Text excerpt ->
=== Begin Enclosure ===
Variants be damned! NYC to throw ticker tape parade in July to celebrate health care heroes and essential workers
Just as the world was beginning to see the effects of the COVID-19 pandemic in 2020, American leaders and especially those in New York City were still saying to go to large events, China Town, and Broadway. The inevitible happened.
And now just as the planet is seeing new effects of a much more infective Delta, or Indian, variant, New York decided to throw a massive ticker tape parade to honor essential workers.
Good idea. When the pandemic is over..
Somehow, the media decided it’s finished, while England extends their lockdowns into July and people are heading back into hospitals in various nations..
The event honoring New York City’s “hometown heroes” will be held at 11 a.m. Wednesday, July 7 in the Canyon of Heroes.
The parade will kick off in Battery Park and end with a ceremony in City Hall Park.
“This year that we’ve been through, it has literally been the greatest crisis in the history of New York City. We were knocked down, but we got back up and that’s something to celebrate about this city,” de Blasio said at his daily briefing Monday.
=== End Enclosure ===
Input data ->
=== Begin Enclosure ===
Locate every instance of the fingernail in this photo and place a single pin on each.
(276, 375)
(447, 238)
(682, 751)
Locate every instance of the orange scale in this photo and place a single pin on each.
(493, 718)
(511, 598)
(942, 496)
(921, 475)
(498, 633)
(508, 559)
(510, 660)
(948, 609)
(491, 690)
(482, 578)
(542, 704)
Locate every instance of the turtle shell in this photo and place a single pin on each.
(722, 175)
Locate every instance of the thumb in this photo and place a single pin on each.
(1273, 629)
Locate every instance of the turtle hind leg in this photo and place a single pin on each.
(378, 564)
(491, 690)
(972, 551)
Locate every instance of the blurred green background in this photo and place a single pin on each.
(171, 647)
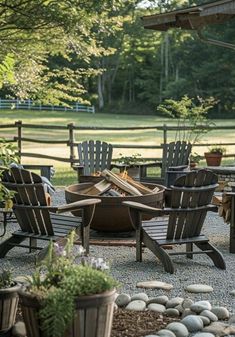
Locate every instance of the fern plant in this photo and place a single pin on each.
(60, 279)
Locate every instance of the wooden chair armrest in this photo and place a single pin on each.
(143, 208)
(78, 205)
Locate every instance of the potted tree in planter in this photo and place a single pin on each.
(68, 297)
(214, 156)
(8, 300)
=== End Enclosure ===
=== Begin Enclosure ===
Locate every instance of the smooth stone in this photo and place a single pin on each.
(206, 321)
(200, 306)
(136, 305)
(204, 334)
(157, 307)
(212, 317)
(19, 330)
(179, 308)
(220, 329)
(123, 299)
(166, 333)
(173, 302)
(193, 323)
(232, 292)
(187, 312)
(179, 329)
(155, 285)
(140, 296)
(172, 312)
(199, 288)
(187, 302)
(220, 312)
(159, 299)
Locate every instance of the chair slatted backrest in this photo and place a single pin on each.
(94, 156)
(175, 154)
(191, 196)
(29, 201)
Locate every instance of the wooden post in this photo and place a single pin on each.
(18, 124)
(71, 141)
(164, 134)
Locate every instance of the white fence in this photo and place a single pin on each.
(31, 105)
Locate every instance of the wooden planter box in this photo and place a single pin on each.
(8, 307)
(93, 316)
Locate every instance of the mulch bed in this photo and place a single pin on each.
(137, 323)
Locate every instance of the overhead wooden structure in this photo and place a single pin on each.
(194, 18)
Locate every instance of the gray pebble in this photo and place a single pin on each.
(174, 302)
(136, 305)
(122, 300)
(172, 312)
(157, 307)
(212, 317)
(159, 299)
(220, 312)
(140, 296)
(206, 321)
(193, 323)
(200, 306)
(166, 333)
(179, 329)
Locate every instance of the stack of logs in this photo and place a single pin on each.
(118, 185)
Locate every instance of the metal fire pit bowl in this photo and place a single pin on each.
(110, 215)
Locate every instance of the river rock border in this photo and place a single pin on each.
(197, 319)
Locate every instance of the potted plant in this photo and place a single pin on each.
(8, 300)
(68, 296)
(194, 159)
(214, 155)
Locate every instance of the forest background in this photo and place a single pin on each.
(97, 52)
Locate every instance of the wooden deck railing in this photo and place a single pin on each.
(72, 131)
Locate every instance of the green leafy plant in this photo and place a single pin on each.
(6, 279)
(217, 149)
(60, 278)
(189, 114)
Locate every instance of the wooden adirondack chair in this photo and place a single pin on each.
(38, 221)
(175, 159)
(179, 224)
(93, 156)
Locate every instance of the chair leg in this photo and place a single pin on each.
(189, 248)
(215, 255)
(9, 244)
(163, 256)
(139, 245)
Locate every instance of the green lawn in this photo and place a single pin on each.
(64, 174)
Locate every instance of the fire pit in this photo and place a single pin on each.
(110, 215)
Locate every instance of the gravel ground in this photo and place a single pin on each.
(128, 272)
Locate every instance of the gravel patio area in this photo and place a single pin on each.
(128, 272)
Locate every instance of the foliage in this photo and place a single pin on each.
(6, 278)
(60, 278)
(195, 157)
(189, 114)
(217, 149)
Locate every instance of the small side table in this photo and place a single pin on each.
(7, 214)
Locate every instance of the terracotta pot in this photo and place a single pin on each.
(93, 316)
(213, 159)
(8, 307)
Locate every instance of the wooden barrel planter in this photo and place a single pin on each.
=== End Enclosure ===
=== Begin Enclosure ===
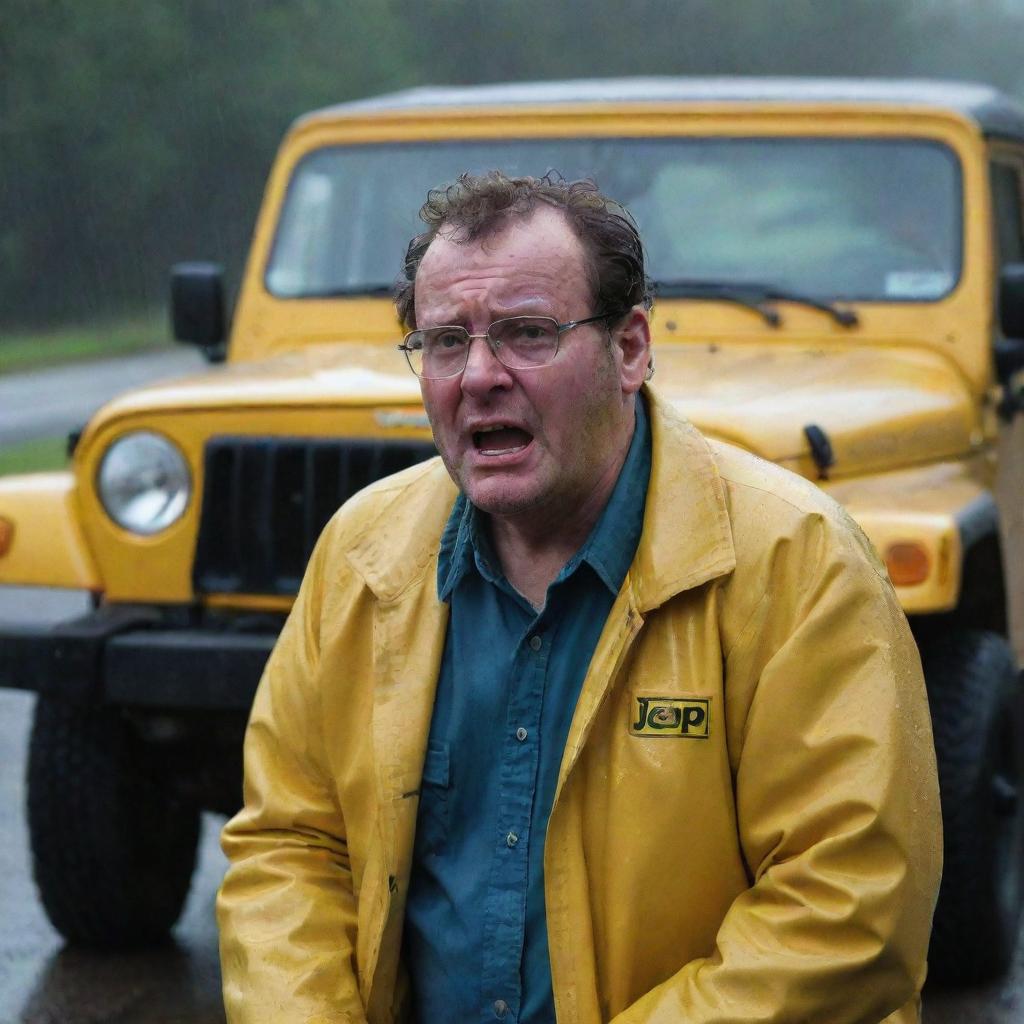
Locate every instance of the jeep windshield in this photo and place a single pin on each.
=== End Enclosure ===
Required actions ->
A – In the article on New York City's ticker tape parade, turn the paragraph beginning "The event honoring New York City's" into a short list that keeps its main facts.
B – Continue the article on New York City's ticker tape parade for essential workers, starting after its final sentence.

Per-task outputs ->
A –
- Purpose: honoring New York City's "hometown heroes"
- Time: 11 a.m., Wednesday, July 7
- Location: the Canyon of Heroes

B –
De Blasio said the parade will feature floats with groups of health care workers, first responders, educators, municipal workers, transportation workers, grocery and bodega workers, and delivery people.
“You name it, all the essential workers who made it happen, everyone who kept it together in New York City for all of us and brought us back. It’s a day to celebrate and appreciate the heroes who often go unsung, we’re going to sing about them this day,” de Blasio said.
Today the delta variant is about 10% of American cases. That is about what the UK was a few weeks ago as that strain now surges across the pond.
The Philadelphia Liberty Loans Parade was a parade in Philadelphia, Pennsylvania, on September 28, 1918, organized to promote government bonds that helped pay for the needs of Allied troops in World War I.. And it also became the parade known to spread death and make Philadelphia one of the most hard-hit areas during the Spanish flu.